(Excerpts from point annotation data)
>>
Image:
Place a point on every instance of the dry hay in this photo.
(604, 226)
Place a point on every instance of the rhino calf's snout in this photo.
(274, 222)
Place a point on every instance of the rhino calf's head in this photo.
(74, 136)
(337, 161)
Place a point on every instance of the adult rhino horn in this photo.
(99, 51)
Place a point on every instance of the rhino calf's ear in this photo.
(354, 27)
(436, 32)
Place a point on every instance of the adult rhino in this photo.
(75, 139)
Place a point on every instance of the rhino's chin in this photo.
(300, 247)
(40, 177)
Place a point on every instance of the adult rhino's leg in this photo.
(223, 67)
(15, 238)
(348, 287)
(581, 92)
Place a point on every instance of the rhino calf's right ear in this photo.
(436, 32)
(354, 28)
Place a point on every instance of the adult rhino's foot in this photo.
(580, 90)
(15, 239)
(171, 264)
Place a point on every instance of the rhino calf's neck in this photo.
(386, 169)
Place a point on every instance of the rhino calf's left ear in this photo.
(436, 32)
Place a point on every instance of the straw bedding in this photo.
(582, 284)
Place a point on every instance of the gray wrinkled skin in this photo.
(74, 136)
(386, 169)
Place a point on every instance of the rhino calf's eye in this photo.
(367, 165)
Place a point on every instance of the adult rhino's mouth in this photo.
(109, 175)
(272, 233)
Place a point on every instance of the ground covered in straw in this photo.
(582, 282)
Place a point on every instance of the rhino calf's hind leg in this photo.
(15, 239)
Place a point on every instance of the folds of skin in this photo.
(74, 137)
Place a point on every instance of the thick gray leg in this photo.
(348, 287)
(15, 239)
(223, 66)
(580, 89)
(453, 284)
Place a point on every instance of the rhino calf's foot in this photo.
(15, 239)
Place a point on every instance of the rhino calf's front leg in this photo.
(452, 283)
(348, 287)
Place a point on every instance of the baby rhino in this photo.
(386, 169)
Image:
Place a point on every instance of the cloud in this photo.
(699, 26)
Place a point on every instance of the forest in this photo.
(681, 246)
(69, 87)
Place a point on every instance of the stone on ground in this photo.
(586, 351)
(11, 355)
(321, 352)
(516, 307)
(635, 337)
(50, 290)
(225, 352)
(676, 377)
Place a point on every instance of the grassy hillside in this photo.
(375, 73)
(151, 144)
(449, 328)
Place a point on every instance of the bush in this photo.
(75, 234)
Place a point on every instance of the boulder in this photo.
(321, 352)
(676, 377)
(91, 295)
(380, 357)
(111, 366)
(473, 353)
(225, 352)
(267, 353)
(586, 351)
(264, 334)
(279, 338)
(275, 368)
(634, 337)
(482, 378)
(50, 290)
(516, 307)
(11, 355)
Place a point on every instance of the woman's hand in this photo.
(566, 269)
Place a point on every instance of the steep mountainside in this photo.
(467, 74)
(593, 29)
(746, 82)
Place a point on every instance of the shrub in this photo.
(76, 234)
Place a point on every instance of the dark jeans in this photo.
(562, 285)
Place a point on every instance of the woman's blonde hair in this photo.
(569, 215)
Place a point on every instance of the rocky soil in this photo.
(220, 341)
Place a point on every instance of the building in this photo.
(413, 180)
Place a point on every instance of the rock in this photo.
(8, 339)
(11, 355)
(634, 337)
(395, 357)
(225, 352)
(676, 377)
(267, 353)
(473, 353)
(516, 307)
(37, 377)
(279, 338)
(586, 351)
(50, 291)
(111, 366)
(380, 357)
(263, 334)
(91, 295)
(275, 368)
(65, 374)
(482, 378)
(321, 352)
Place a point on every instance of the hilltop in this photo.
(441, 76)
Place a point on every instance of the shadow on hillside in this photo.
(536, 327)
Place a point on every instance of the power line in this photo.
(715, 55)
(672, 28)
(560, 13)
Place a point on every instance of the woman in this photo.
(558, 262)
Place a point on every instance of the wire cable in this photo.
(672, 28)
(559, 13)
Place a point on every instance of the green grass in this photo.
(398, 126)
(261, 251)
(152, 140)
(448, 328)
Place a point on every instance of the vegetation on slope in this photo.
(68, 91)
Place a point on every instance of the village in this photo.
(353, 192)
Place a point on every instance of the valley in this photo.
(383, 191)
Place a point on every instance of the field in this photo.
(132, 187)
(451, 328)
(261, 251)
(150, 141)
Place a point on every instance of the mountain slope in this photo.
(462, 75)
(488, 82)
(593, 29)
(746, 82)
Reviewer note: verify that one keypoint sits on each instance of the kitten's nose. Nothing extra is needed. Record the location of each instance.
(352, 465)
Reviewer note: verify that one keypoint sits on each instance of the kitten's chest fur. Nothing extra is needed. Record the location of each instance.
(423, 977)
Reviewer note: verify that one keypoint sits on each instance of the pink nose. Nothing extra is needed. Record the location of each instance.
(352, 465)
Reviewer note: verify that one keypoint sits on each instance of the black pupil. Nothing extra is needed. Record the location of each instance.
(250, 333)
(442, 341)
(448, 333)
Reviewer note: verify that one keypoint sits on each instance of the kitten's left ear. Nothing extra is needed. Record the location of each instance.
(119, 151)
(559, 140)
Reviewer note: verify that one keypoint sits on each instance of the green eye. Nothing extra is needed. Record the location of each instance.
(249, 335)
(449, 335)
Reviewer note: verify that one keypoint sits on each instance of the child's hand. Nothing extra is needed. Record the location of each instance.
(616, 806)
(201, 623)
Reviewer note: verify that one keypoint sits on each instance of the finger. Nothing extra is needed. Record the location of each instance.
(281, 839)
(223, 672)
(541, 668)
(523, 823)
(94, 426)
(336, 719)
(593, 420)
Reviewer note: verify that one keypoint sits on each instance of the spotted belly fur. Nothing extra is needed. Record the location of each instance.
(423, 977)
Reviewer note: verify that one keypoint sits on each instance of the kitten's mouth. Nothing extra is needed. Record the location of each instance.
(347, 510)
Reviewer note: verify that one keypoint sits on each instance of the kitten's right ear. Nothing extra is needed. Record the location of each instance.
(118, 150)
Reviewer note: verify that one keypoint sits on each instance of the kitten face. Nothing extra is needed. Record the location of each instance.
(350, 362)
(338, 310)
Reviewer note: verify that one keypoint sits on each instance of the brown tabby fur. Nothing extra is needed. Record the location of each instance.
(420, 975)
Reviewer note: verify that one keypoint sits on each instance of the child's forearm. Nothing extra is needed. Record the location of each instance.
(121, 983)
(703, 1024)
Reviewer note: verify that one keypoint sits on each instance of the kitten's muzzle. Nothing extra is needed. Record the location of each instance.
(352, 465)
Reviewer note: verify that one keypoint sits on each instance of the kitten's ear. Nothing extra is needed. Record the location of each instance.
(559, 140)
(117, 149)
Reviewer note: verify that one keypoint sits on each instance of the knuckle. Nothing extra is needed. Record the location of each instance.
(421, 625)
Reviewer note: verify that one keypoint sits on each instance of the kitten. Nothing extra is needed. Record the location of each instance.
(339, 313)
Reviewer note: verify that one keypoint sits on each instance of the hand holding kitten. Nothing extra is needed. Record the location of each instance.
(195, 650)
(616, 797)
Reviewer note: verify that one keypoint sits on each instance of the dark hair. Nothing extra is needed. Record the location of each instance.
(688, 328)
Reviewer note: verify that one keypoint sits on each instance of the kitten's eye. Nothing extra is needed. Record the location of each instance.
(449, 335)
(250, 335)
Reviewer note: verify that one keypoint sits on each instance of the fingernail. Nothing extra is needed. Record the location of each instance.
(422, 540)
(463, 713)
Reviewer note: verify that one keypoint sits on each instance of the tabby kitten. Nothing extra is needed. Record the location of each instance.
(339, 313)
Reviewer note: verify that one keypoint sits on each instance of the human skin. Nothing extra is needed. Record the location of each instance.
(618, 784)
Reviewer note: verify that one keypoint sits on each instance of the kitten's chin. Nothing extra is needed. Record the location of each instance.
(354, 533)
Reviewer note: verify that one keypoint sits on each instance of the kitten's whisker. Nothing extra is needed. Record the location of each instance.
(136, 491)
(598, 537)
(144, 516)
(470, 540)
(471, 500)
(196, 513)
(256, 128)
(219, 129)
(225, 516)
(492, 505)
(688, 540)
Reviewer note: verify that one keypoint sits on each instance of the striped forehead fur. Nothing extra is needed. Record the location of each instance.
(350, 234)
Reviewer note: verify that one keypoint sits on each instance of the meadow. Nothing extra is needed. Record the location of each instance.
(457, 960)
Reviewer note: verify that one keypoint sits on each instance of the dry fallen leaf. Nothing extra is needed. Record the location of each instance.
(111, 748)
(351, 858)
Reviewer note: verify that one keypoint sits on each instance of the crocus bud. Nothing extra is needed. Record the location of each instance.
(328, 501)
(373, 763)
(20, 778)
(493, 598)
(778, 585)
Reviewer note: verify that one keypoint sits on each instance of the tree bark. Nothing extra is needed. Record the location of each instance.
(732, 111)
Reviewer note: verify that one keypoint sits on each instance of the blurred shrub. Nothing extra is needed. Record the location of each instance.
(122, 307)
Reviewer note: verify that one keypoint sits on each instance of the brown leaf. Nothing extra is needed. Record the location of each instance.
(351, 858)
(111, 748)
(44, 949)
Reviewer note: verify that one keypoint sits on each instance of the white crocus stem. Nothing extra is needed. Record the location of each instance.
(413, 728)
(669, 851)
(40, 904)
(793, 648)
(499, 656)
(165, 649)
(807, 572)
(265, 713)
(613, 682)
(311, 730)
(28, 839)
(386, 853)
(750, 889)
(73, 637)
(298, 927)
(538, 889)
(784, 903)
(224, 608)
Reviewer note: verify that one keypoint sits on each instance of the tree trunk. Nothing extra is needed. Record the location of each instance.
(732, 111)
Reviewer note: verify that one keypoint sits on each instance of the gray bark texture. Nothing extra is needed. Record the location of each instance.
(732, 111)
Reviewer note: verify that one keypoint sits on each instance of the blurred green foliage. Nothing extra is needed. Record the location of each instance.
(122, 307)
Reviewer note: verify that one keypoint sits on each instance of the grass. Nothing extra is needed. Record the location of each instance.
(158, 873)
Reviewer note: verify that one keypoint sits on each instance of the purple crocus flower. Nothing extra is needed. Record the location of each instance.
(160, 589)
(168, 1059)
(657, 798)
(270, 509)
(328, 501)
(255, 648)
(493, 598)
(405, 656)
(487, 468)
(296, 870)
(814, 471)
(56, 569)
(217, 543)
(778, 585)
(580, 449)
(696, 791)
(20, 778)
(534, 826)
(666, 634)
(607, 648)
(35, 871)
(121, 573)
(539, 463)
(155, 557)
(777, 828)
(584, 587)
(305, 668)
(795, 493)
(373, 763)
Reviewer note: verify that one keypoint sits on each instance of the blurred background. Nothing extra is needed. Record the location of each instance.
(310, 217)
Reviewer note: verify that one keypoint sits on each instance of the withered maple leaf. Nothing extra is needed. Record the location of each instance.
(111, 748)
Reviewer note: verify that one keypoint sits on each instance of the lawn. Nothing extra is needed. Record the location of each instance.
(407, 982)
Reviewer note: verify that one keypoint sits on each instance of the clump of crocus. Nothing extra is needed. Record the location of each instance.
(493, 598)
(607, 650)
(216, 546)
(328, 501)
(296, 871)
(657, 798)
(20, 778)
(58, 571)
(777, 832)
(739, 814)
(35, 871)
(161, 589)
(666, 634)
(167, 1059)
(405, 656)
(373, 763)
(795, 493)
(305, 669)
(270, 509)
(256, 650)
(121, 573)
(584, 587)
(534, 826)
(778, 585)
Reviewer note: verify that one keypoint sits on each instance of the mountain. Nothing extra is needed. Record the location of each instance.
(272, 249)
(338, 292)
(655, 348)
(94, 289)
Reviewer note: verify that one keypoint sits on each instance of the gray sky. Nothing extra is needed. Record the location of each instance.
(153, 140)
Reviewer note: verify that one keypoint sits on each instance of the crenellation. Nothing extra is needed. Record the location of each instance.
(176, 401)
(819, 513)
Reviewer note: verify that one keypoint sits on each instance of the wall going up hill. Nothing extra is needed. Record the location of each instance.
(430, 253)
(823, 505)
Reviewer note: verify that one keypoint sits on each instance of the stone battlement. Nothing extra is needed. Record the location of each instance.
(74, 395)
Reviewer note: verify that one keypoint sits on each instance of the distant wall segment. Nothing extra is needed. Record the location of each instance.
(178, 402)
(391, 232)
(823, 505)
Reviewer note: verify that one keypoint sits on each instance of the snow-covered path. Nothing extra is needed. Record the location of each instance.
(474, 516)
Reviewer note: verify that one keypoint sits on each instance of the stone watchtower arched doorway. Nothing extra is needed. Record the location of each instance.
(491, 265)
<<
> What is being asked:
Repeat the line containing "the stone battlement." and all subsequent lines through the final line of the data, exactly and with no others.

> Finished exercise:
Reviewer note: verify that one keypoint sits on each instance of the stone battlement. Nothing extra is needed. Record the location of each instance.
(74, 395)
Reviewer note: verify that one keypoint sits on each instance of the distant wall segment. Nothing extra is needed. Record the location of each instance.
(178, 402)
(391, 232)
(823, 505)
Reviewer note: verify that one keypoint sits on each instance of the snow-covered path. Nothing extra is needed. Record the location of each instance.
(474, 516)
Reviewer note: verify that one keypoint sits on each instance of the stone watchtower arched doorway. Nothing extra is needed. Record the location of each instance.
(491, 265)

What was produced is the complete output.